— Exercise details —
Find the string "every" in the entries and copy each line that has it.

Stored dataset items:
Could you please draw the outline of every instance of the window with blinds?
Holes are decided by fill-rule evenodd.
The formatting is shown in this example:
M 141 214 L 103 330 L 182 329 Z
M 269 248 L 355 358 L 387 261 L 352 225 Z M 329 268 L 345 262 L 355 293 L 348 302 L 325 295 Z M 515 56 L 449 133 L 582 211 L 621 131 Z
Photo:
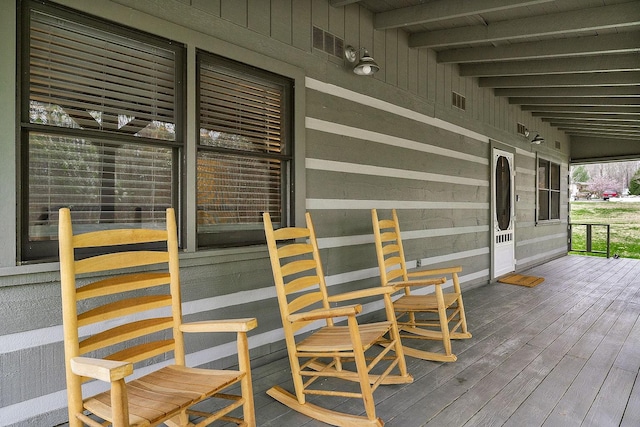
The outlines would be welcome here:
M 290 213 L 289 79 L 198 52 L 198 245 L 264 241 Z
M 22 258 L 81 228 L 161 226 L 176 205 L 184 47 L 49 3 L 23 13 Z

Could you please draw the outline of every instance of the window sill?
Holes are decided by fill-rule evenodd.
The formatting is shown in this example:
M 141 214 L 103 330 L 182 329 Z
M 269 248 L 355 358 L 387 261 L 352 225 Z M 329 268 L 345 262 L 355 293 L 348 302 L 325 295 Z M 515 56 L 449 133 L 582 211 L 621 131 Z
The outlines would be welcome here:
M 541 225 L 558 225 L 558 224 L 562 224 L 562 222 L 563 221 L 561 219 L 548 219 L 544 221 L 536 221 L 536 227 Z
M 269 258 L 267 245 L 253 245 L 224 249 L 206 249 L 181 252 L 180 267 L 224 264 Z M 60 281 L 60 263 L 43 262 L 11 267 L 0 267 L 0 288 Z

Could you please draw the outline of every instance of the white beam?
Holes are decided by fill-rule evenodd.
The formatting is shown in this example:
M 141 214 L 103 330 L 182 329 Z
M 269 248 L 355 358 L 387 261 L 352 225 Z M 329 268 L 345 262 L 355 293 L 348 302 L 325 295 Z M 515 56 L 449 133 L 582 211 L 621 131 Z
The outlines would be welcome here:
M 437 48 L 501 40 L 517 40 L 557 34 L 594 31 L 605 28 L 640 24 L 637 1 L 551 13 L 528 18 L 511 19 L 445 30 L 415 33 L 409 37 L 409 46 Z

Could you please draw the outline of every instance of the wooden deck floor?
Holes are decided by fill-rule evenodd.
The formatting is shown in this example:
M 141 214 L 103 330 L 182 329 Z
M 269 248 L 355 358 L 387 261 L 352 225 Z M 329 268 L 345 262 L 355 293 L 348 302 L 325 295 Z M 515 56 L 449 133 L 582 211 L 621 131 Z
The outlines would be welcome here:
M 640 261 L 567 256 L 523 273 L 545 281 L 463 291 L 473 338 L 454 342 L 455 363 L 407 358 L 415 381 L 374 395 L 387 427 L 640 426 Z M 286 359 L 253 382 L 258 425 L 324 425 L 265 394 L 293 390 Z
M 463 288 L 473 338 L 453 343 L 457 362 L 407 358 L 415 381 L 378 388 L 387 427 L 640 426 L 640 260 L 567 256 L 522 273 L 545 281 Z M 266 395 L 293 390 L 286 358 L 252 372 L 259 426 L 325 425 Z

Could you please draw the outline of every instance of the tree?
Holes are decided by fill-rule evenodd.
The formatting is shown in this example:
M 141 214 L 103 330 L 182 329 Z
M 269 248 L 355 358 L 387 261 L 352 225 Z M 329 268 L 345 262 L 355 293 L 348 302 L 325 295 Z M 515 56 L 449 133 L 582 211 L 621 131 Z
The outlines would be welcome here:
M 585 169 L 589 173 L 590 177 L 600 176 L 611 178 L 620 184 L 621 188 L 618 188 L 618 190 L 624 190 L 629 187 L 631 177 L 638 168 L 640 168 L 640 161 L 637 160 L 585 165 Z
M 629 180 L 629 194 L 640 195 L 640 169 Z
M 602 175 L 591 178 L 587 188 L 592 193 L 598 194 L 598 197 L 602 197 L 602 192 L 604 190 L 616 190 L 618 192 L 621 190 L 619 181 Z
M 577 166 L 571 173 L 573 182 L 589 182 L 589 171 L 584 165 Z

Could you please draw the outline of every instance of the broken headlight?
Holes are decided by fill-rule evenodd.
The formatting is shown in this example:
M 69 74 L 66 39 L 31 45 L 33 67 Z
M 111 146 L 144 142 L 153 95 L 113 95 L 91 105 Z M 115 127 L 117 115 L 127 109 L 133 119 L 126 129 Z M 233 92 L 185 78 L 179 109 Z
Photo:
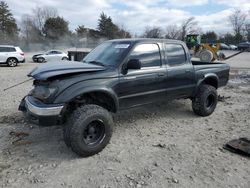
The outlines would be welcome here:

— Solution —
Could you please draw the outline of every instance of the window with blinds?
Could you please draw the outline of every instance of the window sill?
Could you please draw the outline of every instance of the white beam?
Could you please draw the outline of every instance of the wooden deck floor?
Could you please draw the outline of every instance of the tree?
Could you please draw the outline of every instance of the broken headlight?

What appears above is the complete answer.